• Work to be completed: I would like the records restated word for word, without the pictures.

Image-grounded pointing data
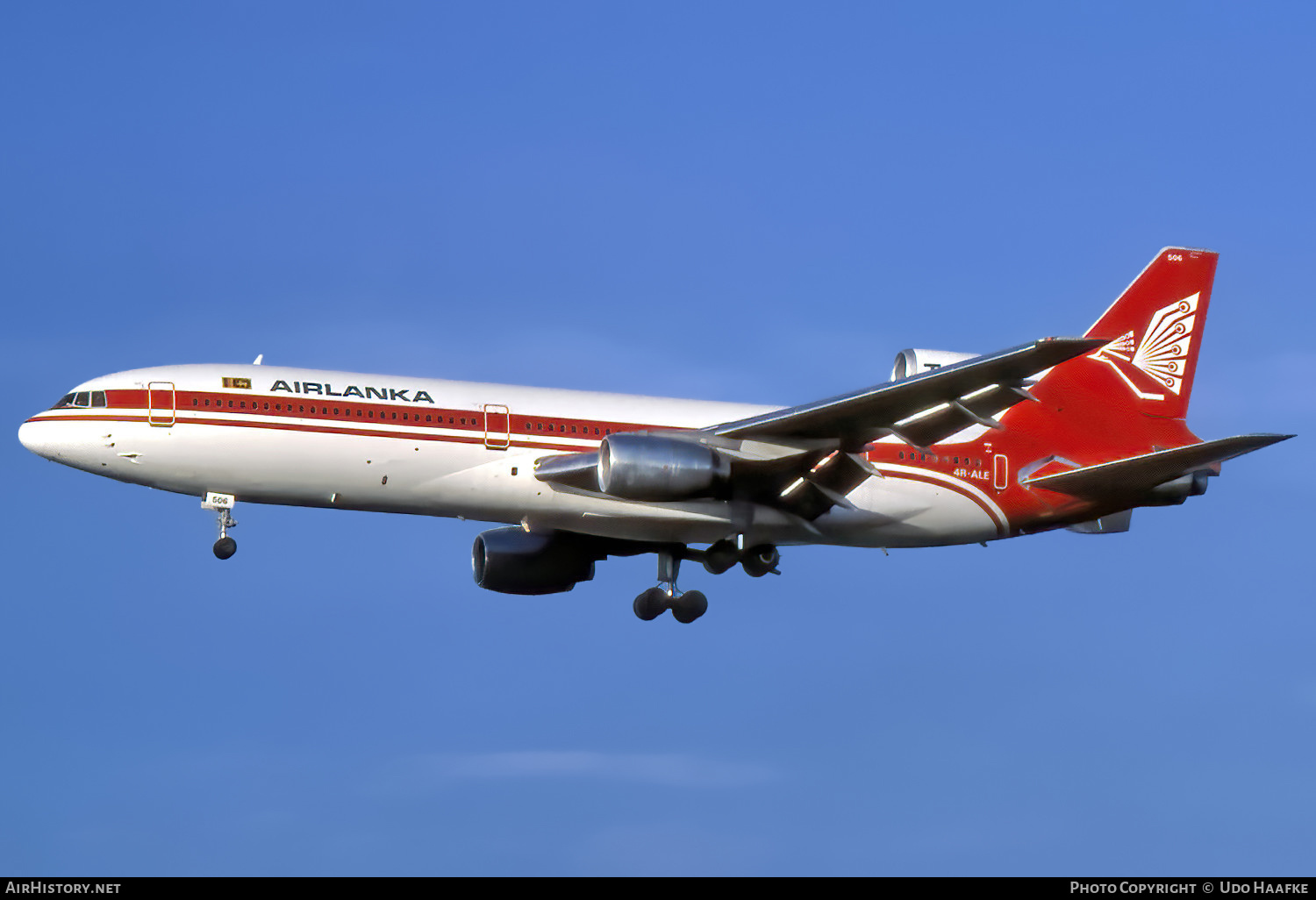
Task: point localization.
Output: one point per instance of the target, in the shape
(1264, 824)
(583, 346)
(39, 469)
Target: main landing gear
(223, 507)
(686, 607)
(689, 605)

• Exercise output:
Task: point localization.
Output: one point per instance of the target, in the shape
(1264, 824)
(583, 346)
(39, 469)
Target: main landing gear
(223, 507)
(686, 607)
(689, 605)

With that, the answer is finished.